Source document:
┌────────

There were four moments of madness that cost NSW the series.
While the Blues were gallant in defence in one of the most brutal games in Origin history, NSW coach Brad Fittler will look back in frustration at the pivotal moments that cost his team the chance of securing a historic series victory.
The first, and potentially biggest, game-changing moment came on the stroke of half-time when Blues winger Daniel Tupou, who was a controversial selection ahead of Josh Addo-Carr to start the series, lost his bearings.
Tupou tried to avoid putting a foot on the touch line, despite being well in-field, and fumbled a ball into touch to give Queensland one last crack before the siren.
“It hurt us, definitely,” Blues captain James Tedesco said.
The Maroons were trailing 12-6 at the time, but a pirouette from Harry Grant allowed the hooker to put a deft grubber behind the Blues’ left edge that Kurt Capewell grounded.
“It took us a long time to get our of own end, so to get to the lead and then with a minute to go come up with an error that cost us the try … that hurt,” NSW coach Brad Fittler said. “It was a simple error, really. That hurt.”
The momentum shift was evident in the second half. When Daly Cherry-Evans booted his team into dominant field possession, the Blues were their own worst enemy.

└────────

Task 1: Rewrite the paragraph in the article about NSW's Origin series loss that begins "The first, and potentially biggest" as a short list that keeps its main facts.
Task 2: Carry on the article about NSW's Origin series loss from its last sentence.
The material that comes next stands apart from the article about NSW's Origin series loss.

Information shown:
┌────────

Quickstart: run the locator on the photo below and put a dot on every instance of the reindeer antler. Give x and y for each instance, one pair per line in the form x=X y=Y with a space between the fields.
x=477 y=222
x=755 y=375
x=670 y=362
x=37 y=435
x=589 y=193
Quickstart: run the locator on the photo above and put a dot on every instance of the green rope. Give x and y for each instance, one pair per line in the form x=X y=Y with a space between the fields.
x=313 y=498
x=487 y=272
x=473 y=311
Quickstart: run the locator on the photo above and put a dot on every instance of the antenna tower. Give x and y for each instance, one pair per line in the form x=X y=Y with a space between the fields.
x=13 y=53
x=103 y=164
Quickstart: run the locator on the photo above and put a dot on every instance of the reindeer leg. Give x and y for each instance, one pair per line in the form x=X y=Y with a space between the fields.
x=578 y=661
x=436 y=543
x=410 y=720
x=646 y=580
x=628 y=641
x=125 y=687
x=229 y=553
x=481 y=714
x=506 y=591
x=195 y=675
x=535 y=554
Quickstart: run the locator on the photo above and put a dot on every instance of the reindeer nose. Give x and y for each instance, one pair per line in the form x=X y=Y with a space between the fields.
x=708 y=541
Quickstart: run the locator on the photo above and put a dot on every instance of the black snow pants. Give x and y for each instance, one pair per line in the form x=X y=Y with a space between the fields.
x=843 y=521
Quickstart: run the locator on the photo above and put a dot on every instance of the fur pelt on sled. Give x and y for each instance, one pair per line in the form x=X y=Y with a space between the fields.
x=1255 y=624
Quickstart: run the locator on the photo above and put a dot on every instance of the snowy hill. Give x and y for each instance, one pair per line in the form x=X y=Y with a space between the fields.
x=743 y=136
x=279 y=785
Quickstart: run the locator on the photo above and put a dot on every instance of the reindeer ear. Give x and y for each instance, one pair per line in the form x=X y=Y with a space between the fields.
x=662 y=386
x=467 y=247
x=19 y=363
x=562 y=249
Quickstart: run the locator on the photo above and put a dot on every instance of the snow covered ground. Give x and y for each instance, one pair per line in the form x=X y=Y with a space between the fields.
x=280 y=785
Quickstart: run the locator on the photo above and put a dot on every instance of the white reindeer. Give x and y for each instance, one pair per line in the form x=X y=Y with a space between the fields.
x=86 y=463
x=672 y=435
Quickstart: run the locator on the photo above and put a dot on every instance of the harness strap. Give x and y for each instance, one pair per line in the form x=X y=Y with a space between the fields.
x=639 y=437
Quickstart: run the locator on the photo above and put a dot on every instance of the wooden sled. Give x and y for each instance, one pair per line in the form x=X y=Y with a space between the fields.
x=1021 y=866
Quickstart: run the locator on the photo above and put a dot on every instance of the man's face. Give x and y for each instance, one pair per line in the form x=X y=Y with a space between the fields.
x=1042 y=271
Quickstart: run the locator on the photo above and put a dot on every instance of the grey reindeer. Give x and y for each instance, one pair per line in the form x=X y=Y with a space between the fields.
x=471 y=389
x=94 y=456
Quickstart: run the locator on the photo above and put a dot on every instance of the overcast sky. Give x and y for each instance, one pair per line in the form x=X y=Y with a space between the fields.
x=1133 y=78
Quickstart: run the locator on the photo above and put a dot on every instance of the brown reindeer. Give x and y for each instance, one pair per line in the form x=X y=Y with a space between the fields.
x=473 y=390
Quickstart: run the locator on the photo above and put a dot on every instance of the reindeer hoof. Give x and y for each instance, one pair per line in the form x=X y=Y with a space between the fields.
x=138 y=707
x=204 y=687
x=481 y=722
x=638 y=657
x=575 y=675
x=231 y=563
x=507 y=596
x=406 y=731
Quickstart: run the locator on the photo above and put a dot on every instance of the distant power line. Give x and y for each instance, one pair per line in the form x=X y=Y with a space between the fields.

└────────

Final answer 1:
- First, and potentially biggest, game-changing moment
- Came on the stroke of half-time
- Blues winger Daniel Tupou lost his bearings
- Tupou had been a controversial selection ahead of Josh Addo-Carr to start the series

Final answer 2:
Jarome Luai, who could see space on the outside of the Queensland defence, threw the ball over Sifa Talakai and into touch.
The youthful exuberance of the Panthers players has long been an advantage for Penrith in the NRL, but it was costly on Wednesday night.
Stephen Crichton also came up with a play he would like to forget, ruining a bullocking run out of his own end by distributing a rash offload that gifted Queensland a repeat set.
“They were crucial errors,” Fittler said. “There were a couple of bad ones there.”
The Blues continued to aim up defensively, but their mistakes drained them of energy. When Talakai ran across field right in front of his own line and spilled the ball, the Blues inflicted the final nail in their own coffin. “We killed ourselves,” Tedesco said.
“There was no excuse for that, especially the start to the second half,” Cleary said of the Blues surrendering a 12-10 half-time lead. “It just put us in a bad position. We didn’t react well enough.
“We knew coming up to Queensland it would be tough and we didn’t complete well enough in the second half. It sucks but we have to take it.”
The Blues’ moments of madness came when both sides were reduced to 12 men – Matt Burton and Dane Gagai were sin-binned after trading blows – with Queensland standing tallest from then on. In contrast, NSW made a slew of second-half errors to compound the flashpoint moments, at one stage completing at less than 50 per cent around the half-hour mark as Queensland slowly pulled away.
Centre Valentine Holmes said the Maroons had spoken of that exact scenario throughout a week in which they lost linchpin Cameron Munster and winger Murray Taulagi to COVID-19, and then Lindsay Collins and Selwyn Cobbo to head knocks early in the game.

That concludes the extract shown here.